Dataset records:
┄┄┄┄┄┄┄┄┄┄┄┄┄┄┄┄┄┄┄┄

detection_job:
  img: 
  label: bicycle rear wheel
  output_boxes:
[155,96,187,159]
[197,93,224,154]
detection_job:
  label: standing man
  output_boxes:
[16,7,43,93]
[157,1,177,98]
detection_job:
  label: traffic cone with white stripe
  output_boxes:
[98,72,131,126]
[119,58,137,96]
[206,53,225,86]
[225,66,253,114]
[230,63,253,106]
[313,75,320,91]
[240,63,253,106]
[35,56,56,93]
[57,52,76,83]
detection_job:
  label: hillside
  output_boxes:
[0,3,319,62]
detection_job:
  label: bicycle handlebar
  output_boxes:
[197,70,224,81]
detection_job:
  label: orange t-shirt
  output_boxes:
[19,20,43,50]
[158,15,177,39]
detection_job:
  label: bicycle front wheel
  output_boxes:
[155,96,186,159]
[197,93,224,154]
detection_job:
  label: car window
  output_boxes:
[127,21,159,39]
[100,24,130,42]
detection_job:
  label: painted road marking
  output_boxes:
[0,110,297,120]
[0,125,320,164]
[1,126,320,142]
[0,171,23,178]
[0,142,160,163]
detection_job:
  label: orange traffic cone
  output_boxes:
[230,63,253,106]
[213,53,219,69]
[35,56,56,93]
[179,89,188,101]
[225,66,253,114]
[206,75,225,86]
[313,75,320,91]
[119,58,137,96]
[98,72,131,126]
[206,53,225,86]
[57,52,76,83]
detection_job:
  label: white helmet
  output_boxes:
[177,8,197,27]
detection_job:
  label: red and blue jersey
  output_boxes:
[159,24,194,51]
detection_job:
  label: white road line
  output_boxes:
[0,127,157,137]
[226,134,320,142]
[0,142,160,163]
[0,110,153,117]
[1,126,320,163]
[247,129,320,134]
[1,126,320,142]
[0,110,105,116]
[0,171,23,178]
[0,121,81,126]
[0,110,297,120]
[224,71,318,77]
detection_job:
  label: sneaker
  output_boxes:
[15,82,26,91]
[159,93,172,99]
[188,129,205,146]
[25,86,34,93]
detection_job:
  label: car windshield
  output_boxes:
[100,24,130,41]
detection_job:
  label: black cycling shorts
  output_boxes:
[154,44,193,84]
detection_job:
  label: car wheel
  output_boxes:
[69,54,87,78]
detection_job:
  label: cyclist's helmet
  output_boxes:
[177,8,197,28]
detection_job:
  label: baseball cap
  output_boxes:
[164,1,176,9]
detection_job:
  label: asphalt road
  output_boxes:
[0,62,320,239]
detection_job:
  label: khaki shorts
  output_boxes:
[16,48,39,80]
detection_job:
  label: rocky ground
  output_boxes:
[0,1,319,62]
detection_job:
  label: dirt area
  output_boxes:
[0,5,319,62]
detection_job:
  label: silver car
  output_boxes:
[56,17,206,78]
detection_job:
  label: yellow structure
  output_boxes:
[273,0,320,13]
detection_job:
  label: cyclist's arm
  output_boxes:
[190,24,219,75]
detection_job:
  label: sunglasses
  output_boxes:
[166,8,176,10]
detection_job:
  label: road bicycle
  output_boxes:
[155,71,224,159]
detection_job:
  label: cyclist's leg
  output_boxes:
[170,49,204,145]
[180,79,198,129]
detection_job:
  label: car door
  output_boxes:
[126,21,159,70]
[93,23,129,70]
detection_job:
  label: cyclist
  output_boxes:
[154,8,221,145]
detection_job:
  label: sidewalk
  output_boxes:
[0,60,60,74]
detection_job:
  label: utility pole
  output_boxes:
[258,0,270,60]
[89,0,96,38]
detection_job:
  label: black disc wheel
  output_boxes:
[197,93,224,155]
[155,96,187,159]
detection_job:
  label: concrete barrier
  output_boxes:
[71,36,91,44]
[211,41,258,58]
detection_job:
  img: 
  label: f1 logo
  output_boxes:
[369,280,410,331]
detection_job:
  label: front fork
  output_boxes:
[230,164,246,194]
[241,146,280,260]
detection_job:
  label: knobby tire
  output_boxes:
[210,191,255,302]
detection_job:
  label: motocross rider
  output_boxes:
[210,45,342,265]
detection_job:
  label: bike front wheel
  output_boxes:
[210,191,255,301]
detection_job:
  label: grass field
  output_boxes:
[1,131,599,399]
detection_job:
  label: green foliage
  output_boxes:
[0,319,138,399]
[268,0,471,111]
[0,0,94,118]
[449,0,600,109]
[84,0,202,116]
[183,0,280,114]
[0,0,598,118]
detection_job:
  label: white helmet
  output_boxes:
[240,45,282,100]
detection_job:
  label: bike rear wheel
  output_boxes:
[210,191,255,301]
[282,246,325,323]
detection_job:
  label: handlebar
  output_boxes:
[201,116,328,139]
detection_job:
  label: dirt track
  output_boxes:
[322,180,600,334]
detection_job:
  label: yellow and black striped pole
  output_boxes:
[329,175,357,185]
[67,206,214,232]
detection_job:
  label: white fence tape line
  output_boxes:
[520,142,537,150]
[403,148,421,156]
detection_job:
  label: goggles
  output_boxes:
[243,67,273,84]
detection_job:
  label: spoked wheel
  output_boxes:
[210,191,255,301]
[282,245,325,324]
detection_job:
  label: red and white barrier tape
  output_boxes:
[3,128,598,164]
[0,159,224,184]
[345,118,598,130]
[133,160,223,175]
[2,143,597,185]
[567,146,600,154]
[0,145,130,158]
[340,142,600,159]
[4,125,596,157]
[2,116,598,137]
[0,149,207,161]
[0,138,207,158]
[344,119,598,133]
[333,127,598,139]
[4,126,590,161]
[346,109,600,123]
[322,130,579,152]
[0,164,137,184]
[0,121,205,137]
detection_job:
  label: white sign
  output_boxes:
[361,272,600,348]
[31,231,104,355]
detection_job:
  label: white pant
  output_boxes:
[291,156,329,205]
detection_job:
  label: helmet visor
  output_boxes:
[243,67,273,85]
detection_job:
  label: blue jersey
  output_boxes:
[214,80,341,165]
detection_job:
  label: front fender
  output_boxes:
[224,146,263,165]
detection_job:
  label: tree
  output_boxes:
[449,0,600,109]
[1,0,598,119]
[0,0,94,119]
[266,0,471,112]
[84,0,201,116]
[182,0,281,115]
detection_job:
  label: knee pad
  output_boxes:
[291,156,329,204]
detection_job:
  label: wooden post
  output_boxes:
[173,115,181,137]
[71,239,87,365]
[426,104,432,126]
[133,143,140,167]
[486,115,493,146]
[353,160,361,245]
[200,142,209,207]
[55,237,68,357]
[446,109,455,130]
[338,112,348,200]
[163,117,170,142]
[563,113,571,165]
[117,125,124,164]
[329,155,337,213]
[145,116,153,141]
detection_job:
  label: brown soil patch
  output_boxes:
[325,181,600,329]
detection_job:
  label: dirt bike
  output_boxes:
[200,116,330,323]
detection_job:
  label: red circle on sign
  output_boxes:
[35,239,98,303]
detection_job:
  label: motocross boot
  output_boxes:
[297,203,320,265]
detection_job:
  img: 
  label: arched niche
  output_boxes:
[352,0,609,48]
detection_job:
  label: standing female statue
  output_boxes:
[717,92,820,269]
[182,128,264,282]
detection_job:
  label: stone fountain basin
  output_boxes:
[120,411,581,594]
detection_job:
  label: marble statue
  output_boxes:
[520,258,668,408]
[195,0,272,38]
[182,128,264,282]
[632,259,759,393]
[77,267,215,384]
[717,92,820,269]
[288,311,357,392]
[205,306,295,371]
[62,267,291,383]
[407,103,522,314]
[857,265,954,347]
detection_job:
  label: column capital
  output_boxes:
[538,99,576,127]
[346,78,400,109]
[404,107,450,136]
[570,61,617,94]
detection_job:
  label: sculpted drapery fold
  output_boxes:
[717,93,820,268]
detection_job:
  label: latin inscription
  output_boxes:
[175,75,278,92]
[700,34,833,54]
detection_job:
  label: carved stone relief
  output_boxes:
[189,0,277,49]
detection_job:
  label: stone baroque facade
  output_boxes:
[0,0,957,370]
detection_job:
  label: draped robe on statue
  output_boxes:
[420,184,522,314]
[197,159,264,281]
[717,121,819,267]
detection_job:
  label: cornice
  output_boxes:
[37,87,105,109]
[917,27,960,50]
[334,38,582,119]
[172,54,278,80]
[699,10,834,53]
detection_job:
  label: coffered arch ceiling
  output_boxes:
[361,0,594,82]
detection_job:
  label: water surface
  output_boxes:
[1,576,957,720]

┄┄┄┄┄┄┄┄┄┄┄┄┄┄┄┄┄┄┄┄

• Exercise aim
Show every line above in which the word "black" is found.

• Reply to the task
  label: black cycling shorts
  label: black disc wheel
  label: yellow and black striped pole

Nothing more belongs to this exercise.